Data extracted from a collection

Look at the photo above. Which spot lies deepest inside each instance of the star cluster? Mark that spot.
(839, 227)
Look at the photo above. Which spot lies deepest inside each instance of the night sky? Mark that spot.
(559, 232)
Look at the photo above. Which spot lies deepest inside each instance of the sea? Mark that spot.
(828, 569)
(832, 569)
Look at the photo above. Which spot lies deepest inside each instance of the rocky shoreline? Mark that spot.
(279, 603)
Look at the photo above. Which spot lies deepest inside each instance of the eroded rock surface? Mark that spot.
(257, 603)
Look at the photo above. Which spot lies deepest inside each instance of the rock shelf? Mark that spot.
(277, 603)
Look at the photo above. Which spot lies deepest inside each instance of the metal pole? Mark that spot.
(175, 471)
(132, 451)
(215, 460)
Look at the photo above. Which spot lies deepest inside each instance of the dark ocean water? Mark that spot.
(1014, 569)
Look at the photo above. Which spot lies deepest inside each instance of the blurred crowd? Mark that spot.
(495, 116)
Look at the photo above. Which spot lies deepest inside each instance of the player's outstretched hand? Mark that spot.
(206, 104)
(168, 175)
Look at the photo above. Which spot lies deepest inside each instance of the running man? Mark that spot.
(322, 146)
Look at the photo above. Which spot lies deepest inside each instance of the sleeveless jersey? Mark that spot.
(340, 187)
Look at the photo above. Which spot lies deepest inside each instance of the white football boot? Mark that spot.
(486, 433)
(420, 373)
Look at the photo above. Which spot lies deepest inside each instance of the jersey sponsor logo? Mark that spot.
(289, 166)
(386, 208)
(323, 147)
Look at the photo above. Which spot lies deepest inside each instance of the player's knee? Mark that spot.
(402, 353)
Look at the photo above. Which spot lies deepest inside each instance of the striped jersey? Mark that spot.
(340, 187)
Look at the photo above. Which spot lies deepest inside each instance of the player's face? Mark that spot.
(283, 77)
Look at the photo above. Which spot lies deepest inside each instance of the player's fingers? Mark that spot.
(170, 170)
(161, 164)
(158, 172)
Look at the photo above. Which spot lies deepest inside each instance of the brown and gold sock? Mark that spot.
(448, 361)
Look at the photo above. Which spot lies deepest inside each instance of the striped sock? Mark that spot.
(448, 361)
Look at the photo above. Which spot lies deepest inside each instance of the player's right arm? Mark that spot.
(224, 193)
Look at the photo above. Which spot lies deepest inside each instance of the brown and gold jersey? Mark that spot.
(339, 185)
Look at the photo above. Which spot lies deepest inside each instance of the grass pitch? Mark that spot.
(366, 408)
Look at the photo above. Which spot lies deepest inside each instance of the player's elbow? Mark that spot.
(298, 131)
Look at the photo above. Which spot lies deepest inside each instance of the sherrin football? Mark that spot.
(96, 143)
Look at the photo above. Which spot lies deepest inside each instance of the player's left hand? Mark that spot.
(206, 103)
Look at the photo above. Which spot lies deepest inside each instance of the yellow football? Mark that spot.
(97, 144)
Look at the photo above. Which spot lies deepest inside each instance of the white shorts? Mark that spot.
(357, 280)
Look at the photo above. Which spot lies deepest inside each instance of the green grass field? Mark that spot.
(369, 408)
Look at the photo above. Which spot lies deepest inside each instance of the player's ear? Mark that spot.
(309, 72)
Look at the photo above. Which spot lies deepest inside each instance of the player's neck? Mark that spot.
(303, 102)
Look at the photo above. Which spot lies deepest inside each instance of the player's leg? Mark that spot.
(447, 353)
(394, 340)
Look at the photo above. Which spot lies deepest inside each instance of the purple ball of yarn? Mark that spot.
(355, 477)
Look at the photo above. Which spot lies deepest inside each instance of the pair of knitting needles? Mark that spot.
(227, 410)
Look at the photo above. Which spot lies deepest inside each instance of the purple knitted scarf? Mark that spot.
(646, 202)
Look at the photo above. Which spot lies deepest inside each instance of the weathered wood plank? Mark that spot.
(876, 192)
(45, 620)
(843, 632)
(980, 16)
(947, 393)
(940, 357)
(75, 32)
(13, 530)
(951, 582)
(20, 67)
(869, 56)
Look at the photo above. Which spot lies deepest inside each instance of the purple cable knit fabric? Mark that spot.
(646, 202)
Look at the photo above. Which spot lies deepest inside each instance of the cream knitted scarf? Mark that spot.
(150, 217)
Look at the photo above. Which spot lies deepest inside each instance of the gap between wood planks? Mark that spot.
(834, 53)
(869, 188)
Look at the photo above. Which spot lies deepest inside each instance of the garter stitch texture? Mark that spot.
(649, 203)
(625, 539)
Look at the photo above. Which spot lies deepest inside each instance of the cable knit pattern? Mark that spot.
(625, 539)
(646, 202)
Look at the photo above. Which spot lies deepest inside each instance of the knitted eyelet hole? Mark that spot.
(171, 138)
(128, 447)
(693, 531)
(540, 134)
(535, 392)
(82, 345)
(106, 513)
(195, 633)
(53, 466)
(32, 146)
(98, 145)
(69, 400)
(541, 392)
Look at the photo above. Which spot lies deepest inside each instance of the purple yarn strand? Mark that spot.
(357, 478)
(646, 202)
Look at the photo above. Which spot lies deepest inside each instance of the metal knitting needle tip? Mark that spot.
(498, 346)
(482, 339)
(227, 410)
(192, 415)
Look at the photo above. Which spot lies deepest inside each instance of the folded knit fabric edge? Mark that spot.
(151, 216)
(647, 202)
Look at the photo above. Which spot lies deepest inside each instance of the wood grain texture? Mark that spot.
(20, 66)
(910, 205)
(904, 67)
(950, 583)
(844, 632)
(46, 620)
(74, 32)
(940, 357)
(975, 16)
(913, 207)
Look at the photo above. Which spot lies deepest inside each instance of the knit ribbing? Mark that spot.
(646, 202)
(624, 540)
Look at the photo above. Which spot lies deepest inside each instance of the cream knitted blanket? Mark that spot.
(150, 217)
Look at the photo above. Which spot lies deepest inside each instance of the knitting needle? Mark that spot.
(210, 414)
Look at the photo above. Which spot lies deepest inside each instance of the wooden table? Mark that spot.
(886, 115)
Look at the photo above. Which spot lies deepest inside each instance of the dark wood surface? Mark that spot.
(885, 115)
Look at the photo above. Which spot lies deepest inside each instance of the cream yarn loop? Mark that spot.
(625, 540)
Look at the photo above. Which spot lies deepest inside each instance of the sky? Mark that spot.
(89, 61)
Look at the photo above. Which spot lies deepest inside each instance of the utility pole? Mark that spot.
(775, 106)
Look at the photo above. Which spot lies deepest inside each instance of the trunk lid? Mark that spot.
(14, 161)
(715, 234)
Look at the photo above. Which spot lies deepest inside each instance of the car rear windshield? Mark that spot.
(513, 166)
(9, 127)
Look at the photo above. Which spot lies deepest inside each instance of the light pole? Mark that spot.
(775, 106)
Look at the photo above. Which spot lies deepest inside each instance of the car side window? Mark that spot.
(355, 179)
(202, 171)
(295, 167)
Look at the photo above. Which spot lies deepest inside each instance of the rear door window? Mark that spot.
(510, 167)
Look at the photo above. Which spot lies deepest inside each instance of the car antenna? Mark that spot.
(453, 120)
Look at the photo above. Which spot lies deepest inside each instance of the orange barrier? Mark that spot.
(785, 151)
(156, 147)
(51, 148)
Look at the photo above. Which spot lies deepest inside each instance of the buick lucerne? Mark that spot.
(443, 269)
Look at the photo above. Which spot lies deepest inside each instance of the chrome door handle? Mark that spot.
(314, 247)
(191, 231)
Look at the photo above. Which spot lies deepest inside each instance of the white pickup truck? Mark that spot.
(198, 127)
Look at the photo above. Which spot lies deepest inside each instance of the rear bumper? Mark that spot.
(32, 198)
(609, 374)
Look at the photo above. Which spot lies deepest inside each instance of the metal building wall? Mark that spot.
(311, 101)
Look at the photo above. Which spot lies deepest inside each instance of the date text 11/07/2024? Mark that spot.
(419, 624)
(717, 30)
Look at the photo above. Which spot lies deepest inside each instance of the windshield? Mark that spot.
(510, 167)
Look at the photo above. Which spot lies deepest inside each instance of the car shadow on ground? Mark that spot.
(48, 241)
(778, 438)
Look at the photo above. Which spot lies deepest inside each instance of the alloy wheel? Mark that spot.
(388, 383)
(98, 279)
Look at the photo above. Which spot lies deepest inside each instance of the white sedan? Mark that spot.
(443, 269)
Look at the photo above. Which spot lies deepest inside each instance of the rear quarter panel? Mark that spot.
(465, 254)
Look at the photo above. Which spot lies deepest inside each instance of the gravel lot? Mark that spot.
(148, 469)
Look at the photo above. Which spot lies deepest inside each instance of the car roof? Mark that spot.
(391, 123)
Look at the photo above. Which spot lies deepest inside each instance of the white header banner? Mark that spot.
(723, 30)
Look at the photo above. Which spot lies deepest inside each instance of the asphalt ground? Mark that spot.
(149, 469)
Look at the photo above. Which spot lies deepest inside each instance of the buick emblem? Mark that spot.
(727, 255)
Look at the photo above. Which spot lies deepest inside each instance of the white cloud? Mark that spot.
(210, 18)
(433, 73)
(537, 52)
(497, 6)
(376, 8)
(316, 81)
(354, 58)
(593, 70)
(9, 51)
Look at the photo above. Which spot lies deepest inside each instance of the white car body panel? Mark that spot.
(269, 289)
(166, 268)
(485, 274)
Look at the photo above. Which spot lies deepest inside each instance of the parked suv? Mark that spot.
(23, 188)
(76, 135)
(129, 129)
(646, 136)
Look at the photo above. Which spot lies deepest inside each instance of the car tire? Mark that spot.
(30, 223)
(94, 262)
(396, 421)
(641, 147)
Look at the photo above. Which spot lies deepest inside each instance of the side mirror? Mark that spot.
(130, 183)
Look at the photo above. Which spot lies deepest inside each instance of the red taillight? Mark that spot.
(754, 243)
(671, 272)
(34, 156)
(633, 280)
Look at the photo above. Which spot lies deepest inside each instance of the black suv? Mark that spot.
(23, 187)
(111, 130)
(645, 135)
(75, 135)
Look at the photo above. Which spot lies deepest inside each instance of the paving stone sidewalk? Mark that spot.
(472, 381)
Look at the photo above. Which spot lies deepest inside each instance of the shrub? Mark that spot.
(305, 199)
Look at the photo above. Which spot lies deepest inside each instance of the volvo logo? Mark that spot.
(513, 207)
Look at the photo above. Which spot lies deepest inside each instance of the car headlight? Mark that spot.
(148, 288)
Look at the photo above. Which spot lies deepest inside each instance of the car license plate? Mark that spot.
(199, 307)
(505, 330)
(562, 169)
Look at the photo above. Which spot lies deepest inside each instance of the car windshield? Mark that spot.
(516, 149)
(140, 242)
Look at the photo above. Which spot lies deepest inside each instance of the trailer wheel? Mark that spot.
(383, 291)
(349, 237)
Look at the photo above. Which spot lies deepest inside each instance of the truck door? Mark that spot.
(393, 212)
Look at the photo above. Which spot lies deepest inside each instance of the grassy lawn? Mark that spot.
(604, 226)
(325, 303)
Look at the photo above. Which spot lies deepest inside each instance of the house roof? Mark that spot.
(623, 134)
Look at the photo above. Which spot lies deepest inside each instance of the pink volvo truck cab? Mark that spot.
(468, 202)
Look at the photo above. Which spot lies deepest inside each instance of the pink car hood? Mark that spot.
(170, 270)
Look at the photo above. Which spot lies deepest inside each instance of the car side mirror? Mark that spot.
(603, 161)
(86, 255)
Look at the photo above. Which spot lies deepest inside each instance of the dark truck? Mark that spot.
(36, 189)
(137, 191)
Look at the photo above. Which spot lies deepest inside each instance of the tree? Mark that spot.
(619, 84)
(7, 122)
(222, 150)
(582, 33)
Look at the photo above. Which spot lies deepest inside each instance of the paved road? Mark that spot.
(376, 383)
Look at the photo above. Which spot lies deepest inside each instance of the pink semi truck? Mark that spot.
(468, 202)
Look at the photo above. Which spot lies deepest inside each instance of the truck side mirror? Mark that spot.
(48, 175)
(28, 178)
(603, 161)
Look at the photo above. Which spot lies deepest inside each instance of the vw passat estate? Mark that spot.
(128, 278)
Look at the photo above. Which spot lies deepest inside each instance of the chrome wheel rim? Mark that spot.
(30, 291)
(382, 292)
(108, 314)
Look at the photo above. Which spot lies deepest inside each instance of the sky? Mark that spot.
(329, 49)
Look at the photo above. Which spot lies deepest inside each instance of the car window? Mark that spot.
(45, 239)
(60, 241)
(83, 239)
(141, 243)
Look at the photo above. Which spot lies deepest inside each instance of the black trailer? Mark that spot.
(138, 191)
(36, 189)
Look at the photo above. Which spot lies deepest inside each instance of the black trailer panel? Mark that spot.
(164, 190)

→ **GOAL**
Return, unchanged, each line from the line containing "estate? Mark that spot." through the last line of the material.

→ **SOLUTION FOR THIS EXERCISE**
Look at the photo above. Which spot lies deepest inside each instance of the vw passat estate? Mark that spot.
(128, 278)
Look at the photo above. Which spot lies deepest inside each instance of the chrome wheel rim? Mark that spot.
(30, 291)
(382, 292)
(108, 314)
Look at the photo above. Which spot lies deepest inside each instance of the sky? Mark that spot.
(329, 49)
Look at the photo above. Which spot lies deepest inside each instance of the car window? Mark that spot.
(45, 239)
(60, 241)
(83, 239)
(141, 243)
Look at the photo above. Which spot lies deepest inside each instance of the black trailer? Mark that spot.
(138, 191)
(36, 189)
Look at the photo above. Which spot lies deepest inside each instance of the black trailer panel? Mark that spot.
(164, 190)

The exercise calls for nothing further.